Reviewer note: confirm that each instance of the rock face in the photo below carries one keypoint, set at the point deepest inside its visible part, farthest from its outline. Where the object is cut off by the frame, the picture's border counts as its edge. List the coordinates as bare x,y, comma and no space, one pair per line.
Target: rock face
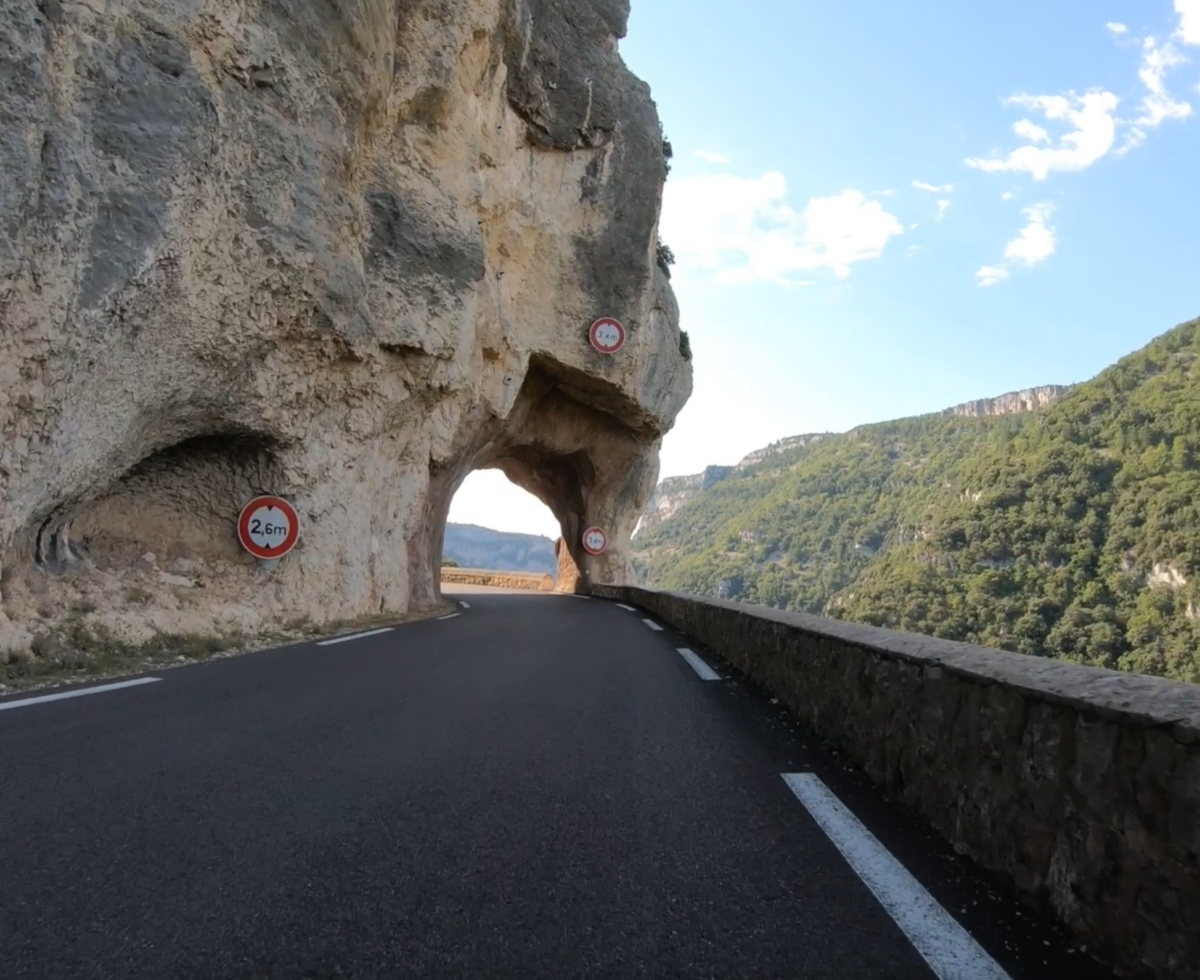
1013,403
342,251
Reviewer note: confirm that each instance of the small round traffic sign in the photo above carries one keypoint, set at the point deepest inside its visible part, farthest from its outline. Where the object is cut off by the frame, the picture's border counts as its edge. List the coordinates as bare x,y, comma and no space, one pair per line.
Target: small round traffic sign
268,528
595,541
607,335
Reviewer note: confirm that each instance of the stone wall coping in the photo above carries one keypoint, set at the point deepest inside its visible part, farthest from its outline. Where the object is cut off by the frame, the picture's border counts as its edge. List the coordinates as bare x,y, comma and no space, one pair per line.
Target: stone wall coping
1121,697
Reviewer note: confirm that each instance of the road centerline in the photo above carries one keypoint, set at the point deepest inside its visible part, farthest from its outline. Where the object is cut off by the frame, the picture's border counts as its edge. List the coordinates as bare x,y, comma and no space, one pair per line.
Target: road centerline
943,944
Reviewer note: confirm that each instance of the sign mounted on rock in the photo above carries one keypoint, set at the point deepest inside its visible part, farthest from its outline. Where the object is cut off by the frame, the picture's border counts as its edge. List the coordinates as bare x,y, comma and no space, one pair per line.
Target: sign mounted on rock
595,541
607,335
268,528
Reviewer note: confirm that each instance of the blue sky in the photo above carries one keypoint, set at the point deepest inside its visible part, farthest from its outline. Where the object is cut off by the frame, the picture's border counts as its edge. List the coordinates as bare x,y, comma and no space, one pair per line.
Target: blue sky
885,209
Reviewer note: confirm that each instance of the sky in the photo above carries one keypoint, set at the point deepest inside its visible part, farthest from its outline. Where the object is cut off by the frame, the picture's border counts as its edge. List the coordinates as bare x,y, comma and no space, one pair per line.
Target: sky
881,209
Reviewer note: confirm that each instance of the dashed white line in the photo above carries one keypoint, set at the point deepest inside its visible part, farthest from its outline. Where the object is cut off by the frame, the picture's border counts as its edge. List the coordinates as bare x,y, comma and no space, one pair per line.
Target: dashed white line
354,636
697,665
948,948
42,698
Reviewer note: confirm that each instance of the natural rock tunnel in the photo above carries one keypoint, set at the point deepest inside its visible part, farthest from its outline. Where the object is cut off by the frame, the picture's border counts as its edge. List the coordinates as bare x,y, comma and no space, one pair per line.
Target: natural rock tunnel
342,251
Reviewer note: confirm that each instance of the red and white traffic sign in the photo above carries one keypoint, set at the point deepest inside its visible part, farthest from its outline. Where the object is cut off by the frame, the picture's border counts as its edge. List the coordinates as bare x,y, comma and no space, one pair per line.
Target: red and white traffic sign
268,527
595,541
607,335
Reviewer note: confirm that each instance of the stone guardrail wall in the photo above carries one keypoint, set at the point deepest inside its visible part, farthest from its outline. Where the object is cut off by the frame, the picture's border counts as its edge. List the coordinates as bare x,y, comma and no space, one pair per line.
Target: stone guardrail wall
1080,785
532,581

Set problem: Put the lines of the records, from the line containing "Reviewer note: confirm that each instance of the dashed" through the last line of the records, inclusive, into a Markdown table with the columns Row and Text. Number each line in Row and leave out blank lines.

Output for this task:
| Row | Text |
|---|---|
| 1 | Reviewer note: confirm that each instance of the dashed white line in the photo above carries one keypoint, set at the point deepest inside its visible part, farthest from its outline. Where the object is cut off by the frame, the picture's border counts as its edge. List the coordinates as bare x,y, comma and no space, one pair per line. |
| 2 | Target: dashed white line |
| 3 | 354,636 |
| 4 | 697,665 |
| 5 | 948,948 |
| 6 | 42,698 |
| 7 | Reviewer note: confirm that each instance of the natural rock tunnel in the photo above carries one keypoint, set at the point deepest inside its visible part, farthest from its outline. Where the object is cut off by the frame, the picture's border counts as its edge. List the coordinates as bare x,y, comma and no space, one pair per line. |
| 8 | Target: natural rock tunnel |
| 9 | 342,251 |
| 10 | Reviewer note: confirm that each instance of the red and white traffic sign in the photo above carries one keypoint, set at the point deepest inside its visible part, farthest from its outline. Where the object is cut off by the frame, the picture's border counts as its edge. List the coordinates as bare x,y, comma and no space, one pair per line. |
| 11 | Target: red and white traffic sign |
| 12 | 268,527 |
| 13 | 595,541 |
| 14 | 607,335 |
| 15 | Reviewer note: confirm that each instance of the stone guardrail wall in the photo above carries one keypoint, set at the point deepest inside its visible part, farthest from its outline. Where the object is cut off by the frame, the picture's border counts as its edge. List the coordinates as bare x,y, comma and no space, one pair per line. |
| 16 | Target: stone guardrail wall |
| 17 | 1080,785 |
| 18 | 532,581 |